** Material provided follows **
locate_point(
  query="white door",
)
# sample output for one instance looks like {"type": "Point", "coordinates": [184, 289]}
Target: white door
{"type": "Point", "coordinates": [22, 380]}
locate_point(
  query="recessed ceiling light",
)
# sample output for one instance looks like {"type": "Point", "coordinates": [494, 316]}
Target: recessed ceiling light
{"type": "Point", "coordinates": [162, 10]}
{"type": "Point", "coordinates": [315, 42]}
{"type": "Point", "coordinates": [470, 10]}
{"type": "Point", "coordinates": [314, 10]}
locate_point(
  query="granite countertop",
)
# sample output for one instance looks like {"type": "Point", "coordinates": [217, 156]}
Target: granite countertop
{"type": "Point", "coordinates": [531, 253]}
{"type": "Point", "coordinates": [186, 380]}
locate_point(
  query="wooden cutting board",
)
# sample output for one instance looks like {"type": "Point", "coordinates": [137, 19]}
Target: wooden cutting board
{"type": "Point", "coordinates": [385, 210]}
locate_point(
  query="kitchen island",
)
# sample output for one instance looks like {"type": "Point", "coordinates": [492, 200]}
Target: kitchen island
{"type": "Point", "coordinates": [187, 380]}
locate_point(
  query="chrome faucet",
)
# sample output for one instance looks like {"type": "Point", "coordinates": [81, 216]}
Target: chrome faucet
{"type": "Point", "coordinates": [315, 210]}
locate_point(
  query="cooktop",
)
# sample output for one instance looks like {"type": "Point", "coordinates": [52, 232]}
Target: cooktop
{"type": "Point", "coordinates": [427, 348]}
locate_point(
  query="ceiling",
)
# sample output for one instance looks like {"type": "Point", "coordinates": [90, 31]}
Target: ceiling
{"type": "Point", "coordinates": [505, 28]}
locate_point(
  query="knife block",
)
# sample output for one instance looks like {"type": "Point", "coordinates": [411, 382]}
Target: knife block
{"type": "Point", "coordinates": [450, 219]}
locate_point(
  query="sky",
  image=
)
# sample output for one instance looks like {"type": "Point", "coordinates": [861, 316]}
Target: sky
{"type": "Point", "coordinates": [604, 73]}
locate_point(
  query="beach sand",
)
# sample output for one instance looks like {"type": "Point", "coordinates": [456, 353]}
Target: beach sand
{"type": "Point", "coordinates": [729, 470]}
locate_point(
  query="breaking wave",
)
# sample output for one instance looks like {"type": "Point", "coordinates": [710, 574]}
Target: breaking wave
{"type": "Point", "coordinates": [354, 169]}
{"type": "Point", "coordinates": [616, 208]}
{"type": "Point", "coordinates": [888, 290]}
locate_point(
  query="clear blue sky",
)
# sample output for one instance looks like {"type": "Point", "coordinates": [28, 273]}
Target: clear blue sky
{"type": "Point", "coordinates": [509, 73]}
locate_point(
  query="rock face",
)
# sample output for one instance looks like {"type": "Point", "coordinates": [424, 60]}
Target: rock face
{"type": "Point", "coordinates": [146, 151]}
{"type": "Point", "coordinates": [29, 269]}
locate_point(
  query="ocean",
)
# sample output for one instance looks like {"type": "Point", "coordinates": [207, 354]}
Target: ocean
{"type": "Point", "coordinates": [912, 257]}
** End of Material provided **
◆ Exercise details: All entries must be duplicated exactly, with none left out.

◆ Exercise answer:
locate_point(
  query="white door",
)
# sample output for one instance looks like {"type": "Point", "coordinates": [184, 289]}
Target: white door
{"type": "Point", "coordinates": [22, 380]}
locate_point(
  query="recessed ceiling light",
)
# sample output for one instance looks like {"type": "Point", "coordinates": [494, 316]}
Target: recessed ceiling light
{"type": "Point", "coordinates": [162, 10]}
{"type": "Point", "coordinates": [315, 42]}
{"type": "Point", "coordinates": [470, 10]}
{"type": "Point", "coordinates": [314, 10]}
locate_point(
  query="granite countertop",
)
# sample output for one instance looks like {"type": "Point", "coordinates": [217, 156]}
Target: granite countertop
{"type": "Point", "coordinates": [531, 253]}
{"type": "Point", "coordinates": [186, 380]}
locate_point(
  query="wooden cutting board",
)
# sample output for one instance looks like {"type": "Point", "coordinates": [137, 19]}
Target: wooden cutting board
{"type": "Point", "coordinates": [385, 210]}
locate_point(
  query="kitchen island",
)
# sample output for one instance looks like {"type": "Point", "coordinates": [492, 200]}
Target: kitchen island
{"type": "Point", "coordinates": [187, 380]}
locate_point(
  query="chrome faucet",
)
# sample output for one instance looks like {"type": "Point", "coordinates": [81, 216]}
Target: chrome faucet
{"type": "Point", "coordinates": [315, 210]}
locate_point(
  query="cooktop",
)
# sample output for one instance looks like {"type": "Point", "coordinates": [52, 232]}
Target: cooktop
{"type": "Point", "coordinates": [427, 348]}
locate_point(
  query="ceiling",
)
# sample output for one instance looks like {"type": "Point", "coordinates": [90, 31]}
Target: ceiling
{"type": "Point", "coordinates": [505, 28]}
locate_point(
  query="knife block",
)
# sample output for one instance looks like {"type": "Point", "coordinates": [411, 382]}
Target: knife block
{"type": "Point", "coordinates": [450, 219]}
locate_point(
  query="sky",
  image=
)
# sample output for one instance looks like {"type": "Point", "coordinates": [861, 316]}
Target: sky
{"type": "Point", "coordinates": [604, 73]}
locate_point(
  query="beach sand",
)
# sample output for one instance looks like {"type": "Point", "coordinates": [456, 353]}
Target: beach sand
{"type": "Point", "coordinates": [729, 470]}
locate_point(
  query="breaking wave",
)
# sample output for one instance looks like {"type": "Point", "coordinates": [710, 574]}
Target: breaking wave
{"type": "Point", "coordinates": [354, 169]}
{"type": "Point", "coordinates": [616, 208]}
{"type": "Point", "coordinates": [888, 290]}
locate_point(
  query="clear blue sky",
)
# sample output for one instance looks like {"type": "Point", "coordinates": [28, 273]}
Target: clear blue sky
{"type": "Point", "coordinates": [509, 73]}
locate_point(
  query="rock face",
)
# sample output for one instance looks like {"type": "Point", "coordinates": [424, 60]}
Target: rock face
{"type": "Point", "coordinates": [146, 151]}
{"type": "Point", "coordinates": [29, 269]}
locate_point(
  query="ocean",
)
# sample output for one instance looks like {"type": "Point", "coordinates": [207, 354]}
Target: ocean
{"type": "Point", "coordinates": [912, 257]}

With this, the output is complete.